▶ **Quellenauszug**:
━━━━━━━━━━━━━━━━━━━━

Aktenzeichen: 3 Ss 65/07 OLG Hamm

Leitsatz: Zum erforderlichen Umfang der Feststellungen bei einem Subventionsbetrug.

Senat: 3

Gegenstand: Revision

Stichworte: Betrug; Subventionsbetrug; Feststellungen; Subjektiver Tatbestand;

Normen: StGB 263

Beschluss:

Strafsache
gegen B.L.
wegen Betruges

Auf die Revision der Angeklagten gegen das Urteil der XIV. kleinen Strafkammer des Landgerichts Bielefeld vom 06.11.2006 hat der 3. Strafsenat des Oberlandesgerichts Hamm am 21. 06. 2007 durch den Vorsitzenden Richter am Oberlandesgericht, die Richterin am Oberlandesgericht und die Richterin am Oberlandesgericht nach Anhörung der Generalstaatsanwaltschaft einstimmig beschlossen:

Das angefochtene Urteil wird aufgehoben.

Die Sache wird zur erneuten Verhandlung und Entscheidung, auch über die Kosten der Revision, an eine andere kleine Strafkammer des Landgerichts Bielefeld zurückverwiesen.

Gründe:
Die Angeklagte ist durch Urteil des Amtsgerichts Bad Oeynhausen vom 11.11.2005 wegen vorsätzlichen Subventionsbetrugs zu einer Freiheitsstrafe von sieben Monaten unter Strafaussetzung zur Bewährung verurteilt worden. Gegen dieses Urteil hat sie Berufung eingelegt. Das Landgericht Bielefeld hat das amtsgerichtliche Urteil unter Zurückweisung des Rechtsmittels im Übrigen dahingehend abgeändert, dass die Angeklagte wegen Betruges zu einer Geldstrafe von 150 Tagessätzen zu je
80,- € verurteilt wird.

━━━━━━━━━━━━━━━━━━━━

▶ **Datenzeilen**:
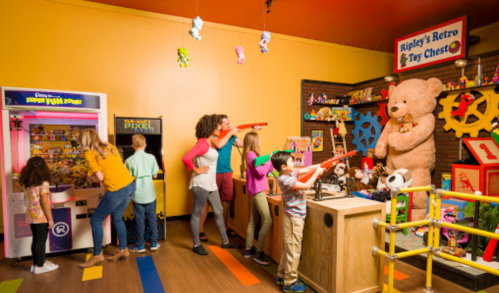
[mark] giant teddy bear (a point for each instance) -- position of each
(413, 150)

━━━━━━━━━━━━━━━━━━━━

▶ **Aufgabe 1**: Gib den Quellenauszug ab „Auf die Revision“ bis einschließlich „Urteil wird aufgehoben.“ erneut wieder und setze dabei „Staatsanwaltschaft“ an die Stelle von „Generalstaatsanwaltschaft“.
▶ **Aufgabe 2**: Zu welcher Strafe verurteilte das Amtsgericht Bad Oeynhausen die Angeklagte laut dem Quellenauszug?

▶ **Lösung 1**:
Auf die Revision der Angeklagten gegen das Urteil der XIV. kleinen Strafkammer des Landgerichts Bielefeld vom 06.11.2006 hat der 3. Strafsenat des Oberlandesgerichts Hamm am 21. 06. 2007 durch den Vorsitzenden Richter am Oberlandesgericht, die Richterin am Oberlandesgericht und die Richterin am Oberlandesgericht nach Anhörung der Staatsanwaltschaft einstimmig beschlossen:

Das angefochtene Urteil wird aufgehoben.

▶ **Lösung 2**: Zu einer Freiheitsstrafe von sieben Monaten, deren Vollstreckung zur Bewährung ausgesetzt wurde.